## [PROVIDED PASSAGE]
((
WASHINGTON — Seventeen years after the Sept. 11 attacks that left nearly 3,000 dead, President Donald Trump paid tribute Tuesday to the passengers and crew members of United Airlines Flight 93 who stormed the plane’s cockpit, forcing hijackers to crash into a Pennsylvania field.
During their successful struggle to overcome four al-Qaida hijackers, Trump said, passengers and crew “rose up, defied the enemy, took control of their destiny and changed the course of history.”
“They boarded the plane as strangers, and they entered eternity linked forever as true heroes,” Trump said at a memorial in Shanksville, Pennsylvania.
First lady Melania Trump and Interior Secretary Ryan Zinke accompanied the president, who solemnly told the stories of passengers grabbing their cellphones to call loved ones before they determined to storm the cockpit.
Meanwhile, Vice President Mike Pence and Defense Secretary James Mattis spoke at a memorial in Washington for the 125 Americans in the Pentagon building and 59 passengers and crew who died when terrorists slammed American Airlines Flight 77 into the building at 9:37 a.m.
))
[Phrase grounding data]
((
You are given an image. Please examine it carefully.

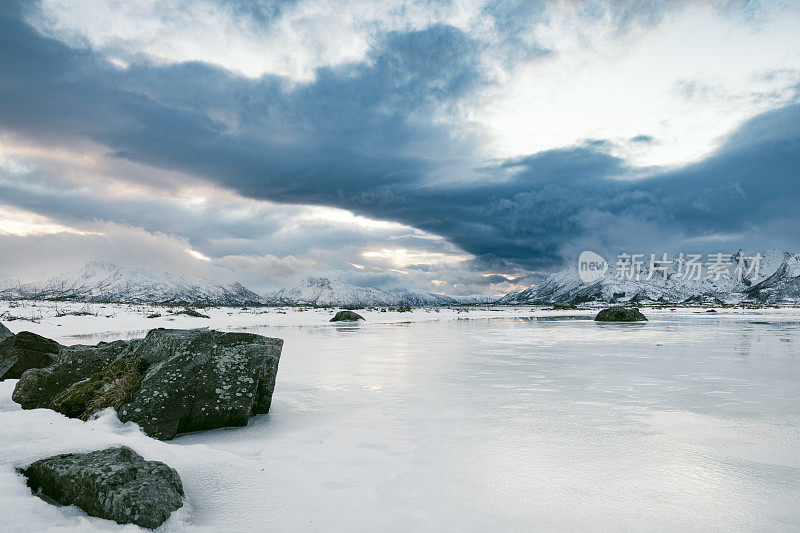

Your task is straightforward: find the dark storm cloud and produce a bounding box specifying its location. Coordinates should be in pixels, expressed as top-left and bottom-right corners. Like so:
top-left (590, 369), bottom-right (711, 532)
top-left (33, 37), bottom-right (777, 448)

top-left (0, 2), bottom-right (800, 270)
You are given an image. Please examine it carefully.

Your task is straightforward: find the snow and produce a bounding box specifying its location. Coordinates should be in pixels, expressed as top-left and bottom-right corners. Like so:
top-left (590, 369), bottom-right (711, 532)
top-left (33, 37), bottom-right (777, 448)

top-left (264, 277), bottom-right (466, 306)
top-left (0, 302), bottom-right (800, 532)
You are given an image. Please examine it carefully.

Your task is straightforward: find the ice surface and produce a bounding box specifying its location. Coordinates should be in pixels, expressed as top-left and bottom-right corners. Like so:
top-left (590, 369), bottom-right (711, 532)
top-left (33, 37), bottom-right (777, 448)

top-left (0, 303), bottom-right (800, 532)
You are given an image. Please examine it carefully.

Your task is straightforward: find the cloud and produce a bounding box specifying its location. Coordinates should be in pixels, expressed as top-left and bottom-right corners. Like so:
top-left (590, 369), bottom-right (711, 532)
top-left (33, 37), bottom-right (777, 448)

top-left (0, 2), bottom-right (800, 296)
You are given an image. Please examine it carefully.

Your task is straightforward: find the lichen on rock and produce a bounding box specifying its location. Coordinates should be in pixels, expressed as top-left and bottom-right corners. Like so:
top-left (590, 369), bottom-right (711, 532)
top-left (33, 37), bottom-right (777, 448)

top-left (19, 446), bottom-right (184, 529)
top-left (51, 357), bottom-right (149, 420)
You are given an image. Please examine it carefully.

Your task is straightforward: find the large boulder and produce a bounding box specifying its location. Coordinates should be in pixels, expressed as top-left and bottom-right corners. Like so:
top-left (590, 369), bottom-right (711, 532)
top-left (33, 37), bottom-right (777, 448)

top-left (0, 331), bottom-right (61, 380)
top-left (329, 311), bottom-right (364, 322)
top-left (12, 329), bottom-right (283, 440)
top-left (594, 307), bottom-right (647, 322)
top-left (19, 446), bottom-right (183, 528)
top-left (119, 329), bottom-right (283, 440)
top-left (0, 322), bottom-right (14, 342)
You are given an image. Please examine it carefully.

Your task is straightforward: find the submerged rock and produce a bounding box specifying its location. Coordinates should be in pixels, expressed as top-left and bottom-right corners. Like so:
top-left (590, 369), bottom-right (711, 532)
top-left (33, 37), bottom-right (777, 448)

top-left (329, 311), bottom-right (364, 322)
top-left (553, 302), bottom-right (578, 311)
top-left (0, 331), bottom-right (61, 380)
top-left (12, 329), bottom-right (283, 440)
top-left (0, 322), bottom-right (14, 342)
top-left (19, 446), bottom-right (183, 528)
top-left (594, 307), bottom-right (647, 322)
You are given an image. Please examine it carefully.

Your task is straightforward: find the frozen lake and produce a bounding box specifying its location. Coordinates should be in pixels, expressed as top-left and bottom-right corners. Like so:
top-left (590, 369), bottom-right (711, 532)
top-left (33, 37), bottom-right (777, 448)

top-left (0, 306), bottom-right (800, 532)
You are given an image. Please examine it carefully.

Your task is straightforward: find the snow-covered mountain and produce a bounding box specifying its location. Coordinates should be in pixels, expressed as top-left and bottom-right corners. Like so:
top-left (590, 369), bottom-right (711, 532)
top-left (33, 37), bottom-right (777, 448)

top-left (0, 261), bottom-right (261, 305)
top-left (497, 250), bottom-right (800, 305)
top-left (264, 277), bottom-right (467, 307)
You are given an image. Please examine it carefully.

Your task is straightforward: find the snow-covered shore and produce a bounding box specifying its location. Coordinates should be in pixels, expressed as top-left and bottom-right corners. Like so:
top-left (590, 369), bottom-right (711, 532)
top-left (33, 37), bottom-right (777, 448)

top-left (0, 302), bottom-right (800, 532)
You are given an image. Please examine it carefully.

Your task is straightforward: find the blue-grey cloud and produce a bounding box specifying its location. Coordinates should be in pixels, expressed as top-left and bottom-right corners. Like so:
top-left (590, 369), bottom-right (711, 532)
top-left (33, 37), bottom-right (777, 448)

top-left (0, 5), bottom-right (800, 278)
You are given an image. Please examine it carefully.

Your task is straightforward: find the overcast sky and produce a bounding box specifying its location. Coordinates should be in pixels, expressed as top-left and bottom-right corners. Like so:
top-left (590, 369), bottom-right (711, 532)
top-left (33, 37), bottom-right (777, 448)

top-left (0, 0), bottom-right (800, 294)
))
## [EXPLORE THE MATERIAL]
[1] Answer these questions from the Flight 93 tribute report:
(a) How many al-Qaida hijackers did the passengers and crew struggle to overcome?
(b) In what town and state was the memorial where Trump spoke?
(c) At what time did American Airlines Flight 77 hit the Pentagon building?
[2] Swap "loved ones" for "family members" in the Flight 93 tribute report, starting at "During their successful" and ending at "at 9:37 a.m.".
These rows were taken from a separate source.

## [ANSWERS BY ITEM NUMBER]
[1]
(a) Four.
(b) Shanksville, Pennsylvania.
(c) 9:37 a.m.

[2]
During their successful struggle to overcome four al-Qaida hijackers, Trump said, passengers and crew “rose up, defied the enemy, took control of their destiny and changed the course of history.”
“They boarded the plane as strangers, and they entered eternity linked forever as true heroes,” Trump said at a memorial in Shanksville, Pennsylvania.
First lady Melania Trump and Interior Secretary Ryan Zinke accompanied the president, who solemnly told the stories of passengers grabbing their cellphones to call family members before they determined to storm the cockpit.
Meanwhile, Vice President Mike Pence and Defense Secretary James Mattis spoke at a memorial in Washington for the 125 Americans in the Pentagon building and 59 passengers and crew who died when terrorists slammed American Airlines Flight 77 into the building at 9:37 a.m.